• Records for this exercise
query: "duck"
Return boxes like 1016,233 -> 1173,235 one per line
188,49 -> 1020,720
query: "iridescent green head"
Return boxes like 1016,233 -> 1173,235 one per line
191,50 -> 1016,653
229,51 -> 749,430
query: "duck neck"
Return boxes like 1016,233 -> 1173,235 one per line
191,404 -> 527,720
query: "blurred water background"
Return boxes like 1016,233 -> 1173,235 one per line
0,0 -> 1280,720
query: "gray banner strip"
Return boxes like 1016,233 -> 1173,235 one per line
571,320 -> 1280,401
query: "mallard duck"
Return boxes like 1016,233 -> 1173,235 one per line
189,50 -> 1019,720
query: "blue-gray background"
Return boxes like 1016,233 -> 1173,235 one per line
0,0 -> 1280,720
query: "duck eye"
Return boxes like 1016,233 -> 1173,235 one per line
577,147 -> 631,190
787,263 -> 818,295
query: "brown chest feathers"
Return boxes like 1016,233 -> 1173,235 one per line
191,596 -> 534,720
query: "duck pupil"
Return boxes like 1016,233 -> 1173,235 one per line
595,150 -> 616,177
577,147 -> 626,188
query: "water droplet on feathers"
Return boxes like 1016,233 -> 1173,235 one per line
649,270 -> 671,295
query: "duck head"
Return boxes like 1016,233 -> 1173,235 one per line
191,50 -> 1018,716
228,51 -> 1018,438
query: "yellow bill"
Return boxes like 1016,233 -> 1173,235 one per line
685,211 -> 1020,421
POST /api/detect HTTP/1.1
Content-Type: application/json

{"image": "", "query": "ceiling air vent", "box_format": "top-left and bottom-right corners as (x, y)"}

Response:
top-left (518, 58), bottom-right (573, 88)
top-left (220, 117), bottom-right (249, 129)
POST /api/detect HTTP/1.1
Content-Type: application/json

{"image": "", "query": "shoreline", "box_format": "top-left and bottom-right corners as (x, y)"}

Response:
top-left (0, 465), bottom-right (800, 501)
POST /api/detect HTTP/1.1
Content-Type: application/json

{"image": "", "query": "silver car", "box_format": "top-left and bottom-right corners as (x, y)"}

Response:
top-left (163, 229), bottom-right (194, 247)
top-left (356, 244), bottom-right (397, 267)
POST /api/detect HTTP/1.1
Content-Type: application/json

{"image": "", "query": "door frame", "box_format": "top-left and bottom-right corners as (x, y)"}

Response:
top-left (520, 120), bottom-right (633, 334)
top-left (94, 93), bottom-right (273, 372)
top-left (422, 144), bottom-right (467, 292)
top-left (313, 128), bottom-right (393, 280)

• Set task
Please rewrite all of the data above, changing each "query" to "prompt" and leaving everything else unchanged.

• Reply
prompt: "duck"
Return boxes like 1016,233 -> 1173,235 one per line
188,49 -> 1020,720
prompt: "iridescent green head"
Return boxes like 1016,233 -> 1173,235 one per line
191,50 -> 1016,653
229,51 -> 749,430
prompt: "duck neck"
Return boxes like 1016,233 -> 1173,235 one per line
191,404 -> 527,720
prompt: "blurred water background"
Return boxes like 1016,233 -> 1173,235 one per line
0,0 -> 1280,720
prompt: "gray banner strip"
Return boxes like 1016,233 -> 1173,235 one per line
571,320 -> 1280,401
prompt: "mallard duck"
Return boxes like 1016,233 -> 1173,235 one per line
189,50 -> 1019,720
prompt: "blue-gray background"
Return boxes like 1016,233 -> 1173,235 one per line
0,0 -> 1280,720
prompt: "duck eye"
Return boxes like 1016,233 -> 1173,235 one per line
577,147 -> 631,190
787,263 -> 818,295
prompt: "brown chest feathers"
Return boxes like 1016,233 -> 1173,235 one per line
191,596 -> 534,720
prompt: "duck pupil"
Return boxes like 1016,233 -> 1173,235 one per line
595,150 -> 616,177
577,147 -> 626,188
prompt: "water droplet on feathers"
Return boxes like 1016,233 -> 1173,235 one per line
649,270 -> 671,295
prompt: "duck head"
Return boxes like 1016,233 -> 1173,235 one per line
191,50 -> 1018,716
228,51 -> 1018,438
prompt: "yellow bill"
Return boxes like 1016,233 -> 1173,235 one per line
685,211 -> 1020,421
POST /api/detect HTTP/1.1
Content-Type: application/json

{"image": "", "prompt": "ceiling air vent", "box_format": "top-left and bottom-right corners as (x, y)"}

Response:
top-left (518, 58), bottom-right (573, 88)
top-left (220, 117), bottom-right (249, 129)
POST /api/detect HTTP/1.1
Content-Type: application/json

{"image": "", "prompt": "shoreline", "box_format": "top-left and bottom-right corners as (x, y)"}

Response:
top-left (0, 465), bottom-right (800, 501)
POST /api/detect HTTP/1.1
Content-Type: application/json

{"image": "", "prompt": "silver car", "box_format": "top-left and bottom-right corners as (x, y)"}

Response:
top-left (163, 229), bottom-right (194, 247)
top-left (356, 244), bottom-right (397, 267)
POST /api/detect HTTP/1.1
Content-Type: application/json

{"image": "", "prompt": "door frame", "box_format": "top-left and bottom-right corners as (x, y)"}

Response:
top-left (520, 120), bottom-right (633, 334)
top-left (94, 93), bottom-right (273, 372)
top-left (422, 144), bottom-right (467, 292)
top-left (313, 128), bottom-right (393, 280)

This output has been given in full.